### The data
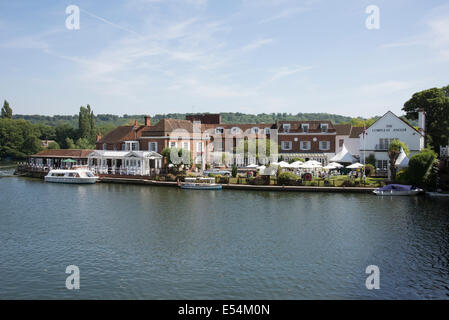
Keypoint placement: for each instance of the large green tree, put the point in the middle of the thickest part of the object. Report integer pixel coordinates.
(86, 124)
(435, 103)
(6, 110)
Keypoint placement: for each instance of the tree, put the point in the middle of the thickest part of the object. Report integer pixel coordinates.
(6, 110)
(435, 103)
(69, 144)
(234, 171)
(53, 146)
(394, 151)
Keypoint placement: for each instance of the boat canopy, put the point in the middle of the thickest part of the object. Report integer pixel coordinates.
(397, 187)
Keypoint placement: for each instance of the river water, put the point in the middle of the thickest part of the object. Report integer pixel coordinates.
(147, 242)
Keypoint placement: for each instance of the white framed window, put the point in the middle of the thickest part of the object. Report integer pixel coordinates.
(286, 145)
(325, 145)
(305, 127)
(255, 130)
(218, 145)
(324, 127)
(235, 130)
(219, 130)
(173, 144)
(152, 146)
(305, 145)
(186, 145)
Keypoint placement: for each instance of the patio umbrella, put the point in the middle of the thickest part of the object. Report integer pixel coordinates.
(335, 164)
(355, 166)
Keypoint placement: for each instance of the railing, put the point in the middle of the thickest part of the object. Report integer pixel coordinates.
(382, 147)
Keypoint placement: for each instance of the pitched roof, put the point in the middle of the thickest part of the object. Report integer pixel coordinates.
(166, 126)
(343, 129)
(355, 132)
(62, 153)
(122, 133)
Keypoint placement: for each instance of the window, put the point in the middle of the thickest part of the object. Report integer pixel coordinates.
(325, 145)
(219, 130)
(305, 145)
(235, 130)
(324, 127)
(152, 146)
(305, 127)
(382, 164)
(218, 145)
(286, 145)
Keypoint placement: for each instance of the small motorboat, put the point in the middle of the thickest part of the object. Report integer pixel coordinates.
(200, 184)
(397, 190)
(437, 194)
(82, 176)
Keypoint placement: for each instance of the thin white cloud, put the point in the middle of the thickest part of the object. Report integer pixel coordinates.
(286, 13)
(257, 44)
(288, 71)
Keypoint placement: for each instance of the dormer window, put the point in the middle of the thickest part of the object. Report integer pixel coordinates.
(324, 127)
(235, 130)
(255, 130)
(305, 127)
(219, 130)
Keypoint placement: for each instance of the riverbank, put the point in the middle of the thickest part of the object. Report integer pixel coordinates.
(243, 186)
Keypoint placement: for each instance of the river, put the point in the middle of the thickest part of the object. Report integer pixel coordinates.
(148, 242)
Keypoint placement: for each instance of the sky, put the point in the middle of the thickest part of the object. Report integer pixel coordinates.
(250, 56)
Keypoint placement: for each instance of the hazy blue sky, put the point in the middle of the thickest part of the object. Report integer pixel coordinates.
(253, 56)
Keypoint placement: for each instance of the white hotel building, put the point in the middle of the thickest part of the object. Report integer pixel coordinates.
(388, 128)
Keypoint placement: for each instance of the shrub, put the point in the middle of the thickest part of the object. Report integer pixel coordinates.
(234, 171)
(170, 177)
(369, 170)
(419, 171)
(287, 178)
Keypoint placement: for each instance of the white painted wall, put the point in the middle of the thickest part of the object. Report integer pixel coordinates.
(390, 127)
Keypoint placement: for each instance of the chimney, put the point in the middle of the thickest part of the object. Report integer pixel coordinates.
(147, 121)
(421, 120)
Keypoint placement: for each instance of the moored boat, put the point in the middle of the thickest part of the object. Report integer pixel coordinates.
(200, 184)
(397, 190)
(82, 176)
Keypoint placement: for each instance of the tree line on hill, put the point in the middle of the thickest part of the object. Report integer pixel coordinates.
(20, 135)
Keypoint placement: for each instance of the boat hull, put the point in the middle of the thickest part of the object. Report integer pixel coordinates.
(397, 193)
(201, 187)
(71, 180)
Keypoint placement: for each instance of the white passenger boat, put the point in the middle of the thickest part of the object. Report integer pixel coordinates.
(200, 184)
(397, 190)
(71, 176)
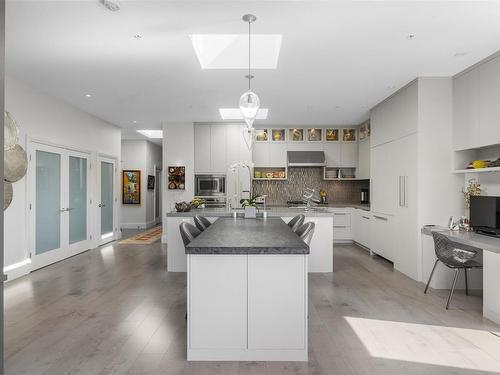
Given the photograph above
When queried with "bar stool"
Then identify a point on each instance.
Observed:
(456, 256)
(296, 222)
(188, 232)
(306, 231)
(201, 222)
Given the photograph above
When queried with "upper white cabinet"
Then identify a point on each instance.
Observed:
(218, 142)
(349, 154)
(466, 110)
(202, 148)
(218, 146)
(476, 109)
(332, 153)
(396, 117)
(489, 103)
(363, 170)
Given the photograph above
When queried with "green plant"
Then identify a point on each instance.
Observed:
(252, 202)
(473, 188)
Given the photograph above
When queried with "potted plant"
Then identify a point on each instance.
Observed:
(250, 206)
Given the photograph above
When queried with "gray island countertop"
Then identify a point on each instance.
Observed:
(272, 211)
(248, 236)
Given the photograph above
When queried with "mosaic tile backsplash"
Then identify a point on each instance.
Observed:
(278, 192)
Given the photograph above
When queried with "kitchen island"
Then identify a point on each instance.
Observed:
(247, 292)
(321, 248)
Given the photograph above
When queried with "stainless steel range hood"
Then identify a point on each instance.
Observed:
(306, 158)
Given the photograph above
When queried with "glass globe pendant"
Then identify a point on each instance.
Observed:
(249, 106)
(249, 101)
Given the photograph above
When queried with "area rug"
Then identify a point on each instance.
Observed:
(144, 238)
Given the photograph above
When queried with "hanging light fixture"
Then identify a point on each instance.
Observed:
(249, 101)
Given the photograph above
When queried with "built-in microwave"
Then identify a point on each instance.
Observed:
(209, 185)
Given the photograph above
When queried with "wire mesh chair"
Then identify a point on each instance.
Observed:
(296, 222)
(188, 232)
(306, 231)
(456, 256)
(201, 222)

### Your assignment
Copy task for the entries above: every line with the string "plant".

### Result of the task
When queried with "green plant"
When queried with "potted plant"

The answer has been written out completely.